*TEXTE À LIRE:*
==========
Jean Meslier, ne à Mazerny, dans le duché de Rethel, cure d’Étrépigny et de But à partir de 1692, mort en 1729 ou en 1733. fut un véritable précurseur du socialisme, De mœurs douces et austères, d’esprit fier, dégagé de tout préjugé et même de toute foi positive, il s’acquitta toute sa vie de ses fonctions, passant apparemment pour un pasteur exact et zélé. Mais il laissa après lui un testament dont le titre exprime suffisamment l’intention : Mémoire des pensées et des sentiments de Jean Meslier, prêtre, curé d’Étrépigny et de But, sur une partie des abus et des erreurs de la conduite et du gouvernement des hommes, où l’on voit des démonstrations claires et évidentes de la vanité et de la fausseté de toutes les divinités et de toutes les religions du monde, pour être adresse à ses paroissiens après sa mort et pour leur servir de témoignage de vérité, à eux et à tous leurs semblables. In testimonium illis et gentibus. Math., x. 18.

Ce testament ne fut d’abord apprécié des philosophes que comme un monumental aveu d’athéisme et d’irréligion. Voltaire jugea opportun de ne le publier qu’en partie, sous le titre : Extrait des sentiments du curé Meslier, 1762, le reste lui paraissant « trop long, trop ennuyeux, et même trop révoltant ». De même, le Bon sens du curé Meslier, publié par d’Holbach en 1772, et le Catéchisme du curé Meslier, par Sylvain Maréchal en 1789, se contentèrent de faire connaître un curé Meslier violemment anticlérical. C’est seulement la publication intégrale par Ch. Rudolf, en 1864, à Amsterdam. du Testament de Jean Meslier, curé d’Étrépigny et de But en Champagne, décédé en 1733, qui révéla le précurseur authentique du socialisme, à une époque où sa pensée pouvait être pleinement comprise. On s’aperçut alors que le curé champenois ne s’en prenait pas seulement au catholicisme et à ses rites, ni même à toute religion positive, à la croyance en un Dieu personnel et en une vie future, mais qu’il sapait la société elle-même que religion et dogme soutiennent dans l’existence.

Les thèses socialistes se présentent dans le Testament comme des arguments dressés contre la religion. Les hommes seront toujours malheureux s’ils ne renversent le système oppresseur fondé sur la double tyrannie de la religion et de la royauté ; ils devraient régler leur gouvernement sur les seuls principes de la prudence et de la sagesse humaines, c’est-a-dire sur les règles de la probité, de la justice et de l’équité naturelle. En réalité, toutes ces règles ont été violées ; on a mis d’un côté tous les biens, les plaisirs, la fainéantise, et de l’autre la misère, le travail, l’esclavage ; pour assurer le maintien de cette iniquité, les fourbes et les violents ont inventé les liens de la religion et de la royauté. « Ils seraient heureux, ces pauvres peuples, s’ils n’étaient pas incommodés de cette desséchante vermine ; mais il est sûr qu’ils seront toujours malheureux, tant qu’ils ne s’en dépouilleront pas… Sachez, mes chers amis, qu’il n’y a point pour vous de plus méchants ni de plus véritables diables à craindre que ces gens-la dont je vous parle. Car vous n’avez véritablement point de plus grands ni de plus méchants adversaires et ennemis a craindre que les grands, les nobles et les riches de la terre, puisque ce sont effectivement ceux-là qui vous foulent, qui nous tourmentent, et qui vous rendent malheureux comme vous êtes. » Testament (Rudolf), t. ii. p. 180. De longues déclamations, violentes et enflammées, s’emportent rudement contre cette quantité de riches fainéants, abbés, moines, rentiers, sergents, procureurs, avocats, maltôtiers, receveurs : « On a bien a faire de ces gens-là dans le monde ! Les oiseaux chantent et ramagent assez dans les champs et dans les bois ; les peuples n’ont que faire de nourrir si grassement tant de gens pour ne faire que chanter dans les temples. » Ibid., p. 203.
==========
*VOTRE TÂCHE:*
Pouvez-vous poursuivre le texte sur le curé Jean Meslier à partir de sa dernière phrase ? Le listing placé ci-dessous est un document indépendant du texte sur Jean Meslier.
==========
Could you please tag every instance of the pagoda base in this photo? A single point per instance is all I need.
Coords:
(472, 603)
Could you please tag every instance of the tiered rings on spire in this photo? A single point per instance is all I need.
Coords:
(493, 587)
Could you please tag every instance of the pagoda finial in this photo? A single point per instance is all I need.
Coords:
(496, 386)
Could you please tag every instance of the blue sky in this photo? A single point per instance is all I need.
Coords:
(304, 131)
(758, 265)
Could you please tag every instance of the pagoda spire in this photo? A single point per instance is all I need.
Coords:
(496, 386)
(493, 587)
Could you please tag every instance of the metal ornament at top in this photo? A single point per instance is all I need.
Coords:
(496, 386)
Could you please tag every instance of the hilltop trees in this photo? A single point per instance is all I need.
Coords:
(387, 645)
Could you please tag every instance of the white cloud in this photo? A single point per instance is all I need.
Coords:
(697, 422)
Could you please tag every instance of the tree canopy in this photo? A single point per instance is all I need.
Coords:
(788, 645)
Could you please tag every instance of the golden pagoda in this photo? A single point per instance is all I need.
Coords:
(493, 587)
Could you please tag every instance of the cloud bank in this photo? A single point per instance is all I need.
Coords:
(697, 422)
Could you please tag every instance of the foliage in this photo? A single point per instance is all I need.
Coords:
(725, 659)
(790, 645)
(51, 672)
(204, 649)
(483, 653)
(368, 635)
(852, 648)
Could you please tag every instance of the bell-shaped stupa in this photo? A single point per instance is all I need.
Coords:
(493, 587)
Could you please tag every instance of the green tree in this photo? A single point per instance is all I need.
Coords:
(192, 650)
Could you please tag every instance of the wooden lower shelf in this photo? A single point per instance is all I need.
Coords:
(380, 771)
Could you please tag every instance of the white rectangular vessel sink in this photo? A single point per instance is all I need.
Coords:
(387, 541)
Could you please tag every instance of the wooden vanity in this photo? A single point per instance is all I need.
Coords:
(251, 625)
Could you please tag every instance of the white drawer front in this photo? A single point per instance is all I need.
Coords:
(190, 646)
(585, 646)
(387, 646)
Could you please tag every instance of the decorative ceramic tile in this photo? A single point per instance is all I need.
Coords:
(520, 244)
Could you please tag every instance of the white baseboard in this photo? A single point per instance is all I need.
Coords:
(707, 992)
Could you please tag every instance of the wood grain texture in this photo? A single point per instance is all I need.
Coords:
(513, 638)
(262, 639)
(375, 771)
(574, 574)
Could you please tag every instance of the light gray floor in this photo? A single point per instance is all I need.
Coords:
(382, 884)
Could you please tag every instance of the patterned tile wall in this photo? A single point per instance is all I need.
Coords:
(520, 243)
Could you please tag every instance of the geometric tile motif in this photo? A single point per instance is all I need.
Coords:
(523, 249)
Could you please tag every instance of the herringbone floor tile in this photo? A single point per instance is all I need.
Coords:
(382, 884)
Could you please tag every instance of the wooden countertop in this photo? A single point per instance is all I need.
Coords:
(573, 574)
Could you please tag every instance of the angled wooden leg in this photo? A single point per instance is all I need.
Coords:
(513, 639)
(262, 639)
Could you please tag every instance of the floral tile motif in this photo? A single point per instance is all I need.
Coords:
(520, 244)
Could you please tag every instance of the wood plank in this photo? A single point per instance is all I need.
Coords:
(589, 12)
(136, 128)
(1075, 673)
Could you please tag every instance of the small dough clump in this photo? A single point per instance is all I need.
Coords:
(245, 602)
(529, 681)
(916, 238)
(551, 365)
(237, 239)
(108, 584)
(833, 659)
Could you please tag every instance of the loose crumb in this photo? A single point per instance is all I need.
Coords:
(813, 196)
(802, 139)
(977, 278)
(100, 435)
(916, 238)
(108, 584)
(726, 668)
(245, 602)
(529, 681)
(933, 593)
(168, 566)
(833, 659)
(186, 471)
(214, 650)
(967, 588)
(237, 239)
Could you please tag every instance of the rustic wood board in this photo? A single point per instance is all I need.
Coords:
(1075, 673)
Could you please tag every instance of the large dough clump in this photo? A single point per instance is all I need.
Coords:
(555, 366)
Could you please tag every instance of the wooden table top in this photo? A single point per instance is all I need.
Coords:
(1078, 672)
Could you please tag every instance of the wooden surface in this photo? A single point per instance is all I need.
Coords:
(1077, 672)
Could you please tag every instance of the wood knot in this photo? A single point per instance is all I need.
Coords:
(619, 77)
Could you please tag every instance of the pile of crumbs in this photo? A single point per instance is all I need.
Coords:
==========
*RÉSULTAT:*
On n’a pas de peine à reconnaître ce genre de littérature, appelé à une si grande fortune en des temps plus proches de nous. Mais il convient d’observer qu’au xviiie siècle un tel langage semblait « trop révoltant » à Voltaire et aux philosophes les plus acharnés contre l’Église ou contre le despotisme. Ceux-ci poursuivaient la perte de la religion chrétienne, mais ils entendaient que l’ordre social fût respecté. Rares étaient les esprits assez perspicaces pour reconnaître dans l’autorité religieuse l’assise la plus robuste de l’ordre social et assez logiques dans l’erreur pour condamner en bloc la société civile avec la religion. Plus précisément le curé Meslier a pour son temps l’originalité d’interpréter à la manière socialiste le fait religieux ; s’il le critique, ce n’est pas au nom de la vérité scientifique, de la raison, de l’histoire ; c’est qu’il y voit le baillon, l’opium qui étouffe, qui effort les revendications sociales et la révolte des peuples opprimés. Aussi, plus funestes encore que la religion sont, pour le curé Meslier, les institutions iniques qu’elle a mission de défendre : l’inégalité, la propriété ; et c’est ici que se fait jour l’idée authentiquement socialiste, toute autre que celle du communisme éthique traditionnel : si les propriétés n’étaient pas distinguées, si les familles ne s’opposaient pas en classes, si le mariage n’était pas indissoluble, tous les hommes seraient occupés et utiles, ils se partageraient sagement entre eux les produits, il n’y aurait jamais de disette, il n’y aurait plus d’unions malheureuses et tous les hommes mèneraient fraternellement une vie de félicité. La conclusion est claire ; il faut que tous les opprimés s’unissent pour renverser l’état social présent : « Votre salut est entre vos mains, votre délivrance ne dépendrait que de vous si nous saviez vous entendre tous. » Ibid., t. iii, p. 381.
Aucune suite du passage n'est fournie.